> **REQUIRED TASK**:
Reproduce the part of the article on Alabama's yoga ban word for word, from "Yoga is ok but" up to and including "the ancient practice.".
— START SELECTED EXCERPT —
Yoga is ok but saying ‘namaste’ is not?


Alabama has, after nearly three decades, lifted the ban on teaching yoga in public schools.

Alabama has lifted a three-decade-long ban on allowing yoga to be taught in its public schools – though the word “namaste” and chanting “om” will still be barred in classrooms.

Governor Kay Ivey, a Republican, signed a bill which overrides the state’s 1993 ban on yoga instruction and allows local school boards to decide whether students can be taught the ancient practice.

Some conservative Christian groups fought to retain the ban, arguing that allowing yoga in the classroom could result in children converting to Hinduism.

The final legislation was amended to include a regulation that parents must sign a permission slip for students to practice yoga.

Another amendment said: “School personnel may not use any techniques that involve hypnosis, the induction of a dissociative mental state, guided imagery, meditation, or any aspect of eastern philosophy and religious training.”
— END SELECTED EXCERPT —
— START SUPPLIED RECORDS —
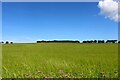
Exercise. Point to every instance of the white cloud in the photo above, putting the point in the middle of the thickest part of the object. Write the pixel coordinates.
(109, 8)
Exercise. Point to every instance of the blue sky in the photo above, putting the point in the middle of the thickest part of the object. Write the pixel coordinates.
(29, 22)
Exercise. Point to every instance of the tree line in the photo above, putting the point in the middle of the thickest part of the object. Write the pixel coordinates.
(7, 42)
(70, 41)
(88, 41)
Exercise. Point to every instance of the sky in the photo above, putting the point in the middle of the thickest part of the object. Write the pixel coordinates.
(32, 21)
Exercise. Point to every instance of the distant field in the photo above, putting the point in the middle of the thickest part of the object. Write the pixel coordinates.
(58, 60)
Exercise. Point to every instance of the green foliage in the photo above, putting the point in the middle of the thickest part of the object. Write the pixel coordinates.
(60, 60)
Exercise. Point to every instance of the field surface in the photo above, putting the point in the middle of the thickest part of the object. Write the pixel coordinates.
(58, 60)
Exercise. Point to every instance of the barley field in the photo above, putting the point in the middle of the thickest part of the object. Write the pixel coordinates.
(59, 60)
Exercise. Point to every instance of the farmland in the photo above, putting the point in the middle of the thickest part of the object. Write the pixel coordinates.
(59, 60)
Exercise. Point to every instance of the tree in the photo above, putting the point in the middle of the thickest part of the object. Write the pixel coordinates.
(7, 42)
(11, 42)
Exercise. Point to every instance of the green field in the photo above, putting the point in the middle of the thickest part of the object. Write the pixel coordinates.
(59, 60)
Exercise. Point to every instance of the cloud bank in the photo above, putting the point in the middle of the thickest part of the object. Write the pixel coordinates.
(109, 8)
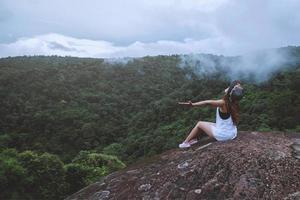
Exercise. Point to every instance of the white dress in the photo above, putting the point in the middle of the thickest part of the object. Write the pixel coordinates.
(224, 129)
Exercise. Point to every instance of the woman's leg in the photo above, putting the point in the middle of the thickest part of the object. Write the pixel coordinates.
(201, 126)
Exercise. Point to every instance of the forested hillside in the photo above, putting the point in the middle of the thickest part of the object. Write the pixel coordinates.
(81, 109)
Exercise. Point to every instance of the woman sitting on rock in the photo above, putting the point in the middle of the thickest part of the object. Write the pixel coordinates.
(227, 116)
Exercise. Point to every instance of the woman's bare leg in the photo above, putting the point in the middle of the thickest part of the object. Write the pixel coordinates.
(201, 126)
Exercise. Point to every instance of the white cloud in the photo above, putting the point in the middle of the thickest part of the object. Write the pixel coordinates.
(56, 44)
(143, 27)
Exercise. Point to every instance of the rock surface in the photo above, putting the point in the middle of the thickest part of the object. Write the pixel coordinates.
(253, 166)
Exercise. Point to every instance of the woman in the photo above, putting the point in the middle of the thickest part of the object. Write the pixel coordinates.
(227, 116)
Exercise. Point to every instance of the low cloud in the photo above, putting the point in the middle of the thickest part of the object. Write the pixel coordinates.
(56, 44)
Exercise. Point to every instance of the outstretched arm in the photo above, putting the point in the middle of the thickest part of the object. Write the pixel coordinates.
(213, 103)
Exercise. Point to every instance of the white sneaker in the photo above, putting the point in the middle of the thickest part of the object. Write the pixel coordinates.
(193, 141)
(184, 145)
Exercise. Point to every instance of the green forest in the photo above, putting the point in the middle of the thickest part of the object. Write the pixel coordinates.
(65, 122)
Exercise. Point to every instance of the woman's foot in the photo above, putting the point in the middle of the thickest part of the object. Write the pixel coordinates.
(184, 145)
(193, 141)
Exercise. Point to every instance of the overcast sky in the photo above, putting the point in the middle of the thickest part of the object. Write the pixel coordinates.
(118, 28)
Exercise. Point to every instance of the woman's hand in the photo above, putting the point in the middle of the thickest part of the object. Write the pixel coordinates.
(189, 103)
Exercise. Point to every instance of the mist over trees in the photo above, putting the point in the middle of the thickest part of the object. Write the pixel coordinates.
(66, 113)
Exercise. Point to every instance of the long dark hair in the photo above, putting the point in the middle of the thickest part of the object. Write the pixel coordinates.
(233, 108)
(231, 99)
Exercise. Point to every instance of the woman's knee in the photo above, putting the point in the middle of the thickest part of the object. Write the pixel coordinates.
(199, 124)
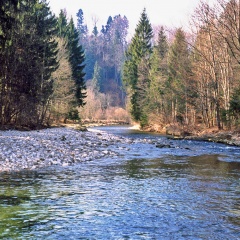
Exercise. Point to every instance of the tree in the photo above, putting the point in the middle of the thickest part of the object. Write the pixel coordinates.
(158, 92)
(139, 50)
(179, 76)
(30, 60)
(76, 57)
— END SUPPLIED RECORDS —
— START SUPPLIED RECORDS —
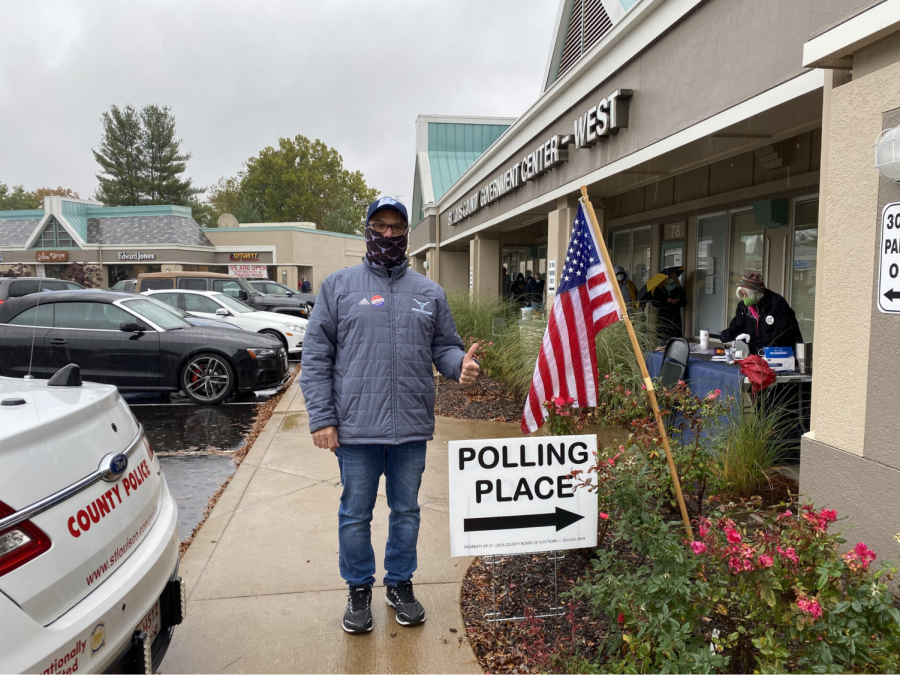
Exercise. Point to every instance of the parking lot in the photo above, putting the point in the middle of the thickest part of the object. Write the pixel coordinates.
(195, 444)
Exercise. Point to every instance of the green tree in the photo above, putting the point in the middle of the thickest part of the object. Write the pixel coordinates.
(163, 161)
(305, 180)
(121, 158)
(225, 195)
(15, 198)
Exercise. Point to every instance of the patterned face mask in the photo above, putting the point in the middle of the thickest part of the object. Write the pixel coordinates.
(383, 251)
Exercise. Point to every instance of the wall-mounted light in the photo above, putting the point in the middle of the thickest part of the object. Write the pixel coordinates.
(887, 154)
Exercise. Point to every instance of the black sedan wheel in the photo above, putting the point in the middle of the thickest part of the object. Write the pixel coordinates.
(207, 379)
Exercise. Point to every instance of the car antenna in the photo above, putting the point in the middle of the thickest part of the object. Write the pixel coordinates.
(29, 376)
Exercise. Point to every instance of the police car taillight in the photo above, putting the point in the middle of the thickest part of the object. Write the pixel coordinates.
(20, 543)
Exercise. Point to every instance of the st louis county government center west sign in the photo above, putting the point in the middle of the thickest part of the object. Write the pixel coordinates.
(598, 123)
— END SUPPLIED RECORDS —
> **FINAL ANSWER**:
Yoga is ok but saying ‘namaste’ is not?


Alabama has, after nearly three decades, lifted the ban on teaching yoga in public schools.

Alabama has lifted a three-decade-long ban on allowing yoga to be taught in its public schools – though the word “namaste” and chanting “om” will still be barred in classrooms.

Governor Kay Ivey, a Republican, signed a bill which overrides the state’s 1993 ban on yoga instruction and allows local school boards to decide whether students can be taught the ancient practice.